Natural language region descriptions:
- Opening Delimiter -

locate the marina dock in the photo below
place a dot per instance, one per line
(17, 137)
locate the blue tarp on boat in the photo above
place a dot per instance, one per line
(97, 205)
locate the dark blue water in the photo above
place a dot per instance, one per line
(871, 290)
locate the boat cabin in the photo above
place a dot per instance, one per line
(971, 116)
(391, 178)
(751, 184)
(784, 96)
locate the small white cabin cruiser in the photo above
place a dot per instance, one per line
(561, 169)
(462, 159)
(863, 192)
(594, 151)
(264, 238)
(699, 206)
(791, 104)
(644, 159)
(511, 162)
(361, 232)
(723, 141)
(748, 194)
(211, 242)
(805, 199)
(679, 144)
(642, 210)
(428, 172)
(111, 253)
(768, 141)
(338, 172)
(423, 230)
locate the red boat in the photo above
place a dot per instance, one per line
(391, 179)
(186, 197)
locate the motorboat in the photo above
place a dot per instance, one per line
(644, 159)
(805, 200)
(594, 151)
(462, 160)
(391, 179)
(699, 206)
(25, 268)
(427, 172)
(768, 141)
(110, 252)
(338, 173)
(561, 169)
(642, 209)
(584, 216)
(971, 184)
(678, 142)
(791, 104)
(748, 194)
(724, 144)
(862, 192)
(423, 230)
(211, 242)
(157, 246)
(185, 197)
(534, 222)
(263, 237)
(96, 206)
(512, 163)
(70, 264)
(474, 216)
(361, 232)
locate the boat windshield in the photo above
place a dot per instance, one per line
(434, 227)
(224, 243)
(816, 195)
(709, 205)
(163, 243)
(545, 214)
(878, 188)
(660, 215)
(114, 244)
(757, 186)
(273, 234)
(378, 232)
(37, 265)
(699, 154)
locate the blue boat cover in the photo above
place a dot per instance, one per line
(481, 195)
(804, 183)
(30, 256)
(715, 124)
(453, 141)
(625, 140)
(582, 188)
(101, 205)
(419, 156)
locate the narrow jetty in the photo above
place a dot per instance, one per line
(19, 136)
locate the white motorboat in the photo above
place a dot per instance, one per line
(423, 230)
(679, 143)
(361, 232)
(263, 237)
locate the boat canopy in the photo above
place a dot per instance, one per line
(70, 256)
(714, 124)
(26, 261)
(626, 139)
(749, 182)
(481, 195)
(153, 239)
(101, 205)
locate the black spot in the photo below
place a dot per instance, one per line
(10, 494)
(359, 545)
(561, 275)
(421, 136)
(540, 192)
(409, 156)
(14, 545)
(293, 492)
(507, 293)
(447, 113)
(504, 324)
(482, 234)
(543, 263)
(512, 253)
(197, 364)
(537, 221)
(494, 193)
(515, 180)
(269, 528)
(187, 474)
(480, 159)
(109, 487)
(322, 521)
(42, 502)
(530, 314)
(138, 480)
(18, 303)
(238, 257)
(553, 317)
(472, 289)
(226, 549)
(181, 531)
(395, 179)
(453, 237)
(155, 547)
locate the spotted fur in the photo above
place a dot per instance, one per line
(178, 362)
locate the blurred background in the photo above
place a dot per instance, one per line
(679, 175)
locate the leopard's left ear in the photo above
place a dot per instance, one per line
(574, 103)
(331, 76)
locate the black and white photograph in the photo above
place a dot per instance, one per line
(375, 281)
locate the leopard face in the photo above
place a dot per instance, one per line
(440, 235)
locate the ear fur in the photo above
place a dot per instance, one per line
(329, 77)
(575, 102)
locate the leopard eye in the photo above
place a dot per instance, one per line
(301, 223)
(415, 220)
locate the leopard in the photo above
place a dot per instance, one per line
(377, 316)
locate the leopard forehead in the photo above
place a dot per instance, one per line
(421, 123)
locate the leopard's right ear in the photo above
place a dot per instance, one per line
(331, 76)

- Closing Delimiter -

**WHAT TO WORK ON**
Transcribe the data in full, keeping every character.

**SOLUTION**
locate the marina dock in the photo below
place a dot per instance, one per line
(17, 137)
locate the blue tarp on boat in the photo above
place a dot per instance, one per line
(97, 205)
locate the dark blue water in the photo above
place a dot per instance, one per line
(871, 290)
locate the boat cabin in the photo above
place a dot per instance, one per line
(971, 116)
(391, 178)
(751, 184)
(784, 96)
locate the small white cabin cruiser in the photo above
place a dot per instance, one per line
(561, 169)
(462, 159)
(863, 192)
(594, 151)
(264, 238)
(699, 206)
(791, 104)
(644, 159)
(511, 162)
(361, 232)
(723, 141)
(748, 194)
(211, 242)
(805, 199)
(679, 144)
(642, 210)
(428, 172)
(111, 253)
(768, 141)
(338, 172)
(423, 230)
locate the red boat in the photo above
place a dot per instance, one per line
(391, 179)
(186, 197)
locate the motorboat in the photo above
place a dot per instance, one per line
(644, 159)
(805, 200)
(594, 151)
(462, 160)
(391, 179)
(699, 206)
(25, 268)
(427, 172)
(768, 141)
(110, 252)
(338, 173)
(561, 169)
(642, 209)
(584, 216)
(971, 184)
(678, 142)
(791, 104)
(748, 194)
(724, 144)
(862, 192)
(423, 230)
(211, 242)
(157, 246)
(185, 197)
(534, 222)
(263, 237)
(96, 206)
(512, 163)
(70, 264)
(474, 216)
(361, 232)
locate the boat windshield in the photo above
place a dot per instance, one per line
(434, 227)
(224, 243)
(816, 195)
(709, 205)
(163, 243)
(545, 214)
(878, 188)
(660, 215)
(114, 244)
(757, 186)
(273, 234)
(378, 232)
(37, 265)
(699, 154)
locate the blue boat cover in the photo above
place a dot per instance, one per line
(481, 195)
(804, 183)
(30, 256)
(715, 124)
(453, 141)
(625, 140)
(582, 188)
(101, 205)
(419, 156)
locate the narrow jetty in the photo above
place a dot per instance, one per line
(19, 136)
locate the white motorboat in the photo above
place a dot per instance, one per line
(423, 230)
(679, 143)
(361, 232)
(263, 237)
locate the boat canopy in the photo above
place a dot per instance, one per line
(70, 256)
(714, 124)
(26, 261)
(626, 139)
(749, 182)
(481, 195)
(153, 239)
(101, 205)
locate the black spot in the photo below
place a dot per instance, one per line
(10, 494)
(359, 545)
(561, 275)
(421, 136)
(540, 192)
(409, 156)
(14, 545)
(293, 492)
(507, 293)
(447, 113)
(504, 324)
(482, 234)
(543, 263)
(512, 253)
(197, 364)
(537, 221)
(494, 193)
(515, 180)
(269, 528)
(187, 474)
(480, 159)
(109, 487)
(322, 521)
(42, 502)
(530, 314)
(138, 480)
(18, 303)
(238, 257)
(553, 317)
(472, 289)
(226, 549)
(181, 531)
(395, 179)
(453, 237)
(155, 547)
locate the spotted fur in the photo above
place a dot per instance, one per line
(178, 362)
locate the blurred background in the photo above
place a dot per instance, one per line
(679, 175)
locate the leopard's left ear in the photo above
place a dot per instance, one per line
(574, 103)
(331, 76)
locate the black and white photograph in the photo above
place a dot per instance, one per line
(375, 281)
locate the leopard face in the photo above
place a dot per instance, one per line
(440, 235)
locate the ear fur in the photo above
place a dot per instance, one per line
(329, 77)
(575, 102)
locate the leopard eye in the photo above
place a dot per instance, one per line
(301, 223)
(415, 220)
locate the leopard in the photo above
place a dot per instance, one per line
(377, 316)
locate the leopard forehead in the photo above
place a dot per instance, one per line
(421, 123)
locate the leopard's right ear in the photo above
place a dot per instance, one per line
(331, 76)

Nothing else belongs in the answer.